**Document text:**
________________________
When it comes to the Temporal Platform's ability to durably execute code, the SDK's ability to Replay a Workflow Execution is a major aspect of that. This chapter introduces the development patterns which enable that.

Develop for a Durable Execution

This chapter of the Temporal Python SDK Background Check tutorial introduces best practices to developing deterministic Workflows that can be Replayed, enabling a Durable Execution.

By the end of this section you will know basic best practices for Workflow Definition development.

Learning objectives:

  • Identify SDK API calls that map to Events
  • Recognize non-deterministic Workflow code
  • Explain how Workflow code execution progresses

The information in this chapter is also available in the Temporal 102 course.

This chapter builds on the Construct a new Temporal Application project chapter and relies on the Background Check use case and sample applications as a means to contextualize the information.

This chapter walks through the following sequence:

  • Retrieve a Workflow Execution's Event History
  • Add a Replay test to your application
  • Intrinsic non-deterministic logic
  • Non-deterministic code changes

Retrieve a Workflow Execution's Event History

There are a few ways to view and download a Workflow Execution's Event History. We recommend starting off by using either the Temporal CLI or the Web UI to access it.

Using the Temporal CLI

Use the Temporal CLI's temporal workflow show command to save your Workflow Execution's Event History to a local file. Run the command from the /tests directory so that the file saves alongside the other testing files.

.
________________________
**Task description:**
Transcribe the durable execution chapter word for word, beginning at the words "Use the Temporal" and stopping after "other testing files.". The data that follows has no connection to the durable execution chapter.
________________________
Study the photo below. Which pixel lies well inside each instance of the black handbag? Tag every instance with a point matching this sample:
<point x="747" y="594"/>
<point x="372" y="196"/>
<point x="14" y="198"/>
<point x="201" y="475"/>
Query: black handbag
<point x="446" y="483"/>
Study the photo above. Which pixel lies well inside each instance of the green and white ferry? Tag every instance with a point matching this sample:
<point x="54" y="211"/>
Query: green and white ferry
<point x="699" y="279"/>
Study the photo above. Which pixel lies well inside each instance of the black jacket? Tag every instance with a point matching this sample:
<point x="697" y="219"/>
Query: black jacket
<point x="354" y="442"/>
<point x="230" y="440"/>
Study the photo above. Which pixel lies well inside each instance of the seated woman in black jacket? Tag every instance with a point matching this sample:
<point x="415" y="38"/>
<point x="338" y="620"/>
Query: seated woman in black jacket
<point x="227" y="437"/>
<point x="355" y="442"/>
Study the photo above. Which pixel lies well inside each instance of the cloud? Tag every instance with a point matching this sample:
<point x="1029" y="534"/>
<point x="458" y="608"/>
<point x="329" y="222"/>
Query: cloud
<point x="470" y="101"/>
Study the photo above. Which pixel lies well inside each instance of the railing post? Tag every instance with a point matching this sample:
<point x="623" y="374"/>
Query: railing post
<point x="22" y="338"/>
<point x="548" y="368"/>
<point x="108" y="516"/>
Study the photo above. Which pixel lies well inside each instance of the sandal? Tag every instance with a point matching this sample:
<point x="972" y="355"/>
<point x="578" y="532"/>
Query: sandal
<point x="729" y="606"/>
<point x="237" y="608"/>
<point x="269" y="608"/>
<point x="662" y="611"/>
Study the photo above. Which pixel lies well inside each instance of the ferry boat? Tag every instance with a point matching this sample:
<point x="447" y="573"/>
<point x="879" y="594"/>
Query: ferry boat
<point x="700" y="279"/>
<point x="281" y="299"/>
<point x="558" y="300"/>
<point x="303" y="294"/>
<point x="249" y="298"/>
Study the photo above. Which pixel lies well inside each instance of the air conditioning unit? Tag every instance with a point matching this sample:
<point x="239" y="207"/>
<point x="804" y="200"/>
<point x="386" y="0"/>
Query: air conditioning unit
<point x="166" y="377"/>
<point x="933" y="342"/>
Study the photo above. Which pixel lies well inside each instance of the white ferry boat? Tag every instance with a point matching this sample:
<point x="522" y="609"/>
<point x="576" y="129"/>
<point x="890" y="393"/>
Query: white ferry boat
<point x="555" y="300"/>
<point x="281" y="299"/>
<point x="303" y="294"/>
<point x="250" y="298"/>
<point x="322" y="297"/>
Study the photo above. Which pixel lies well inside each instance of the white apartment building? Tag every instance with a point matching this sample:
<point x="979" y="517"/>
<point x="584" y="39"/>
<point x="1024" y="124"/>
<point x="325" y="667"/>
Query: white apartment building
________________________
**Final answer:**
Use the Temporal CLI's temporal workflow show command to save your Workflow Execution's Event History to a local file. Run the command from the /tests directory so that the file saves alongside the other testing files.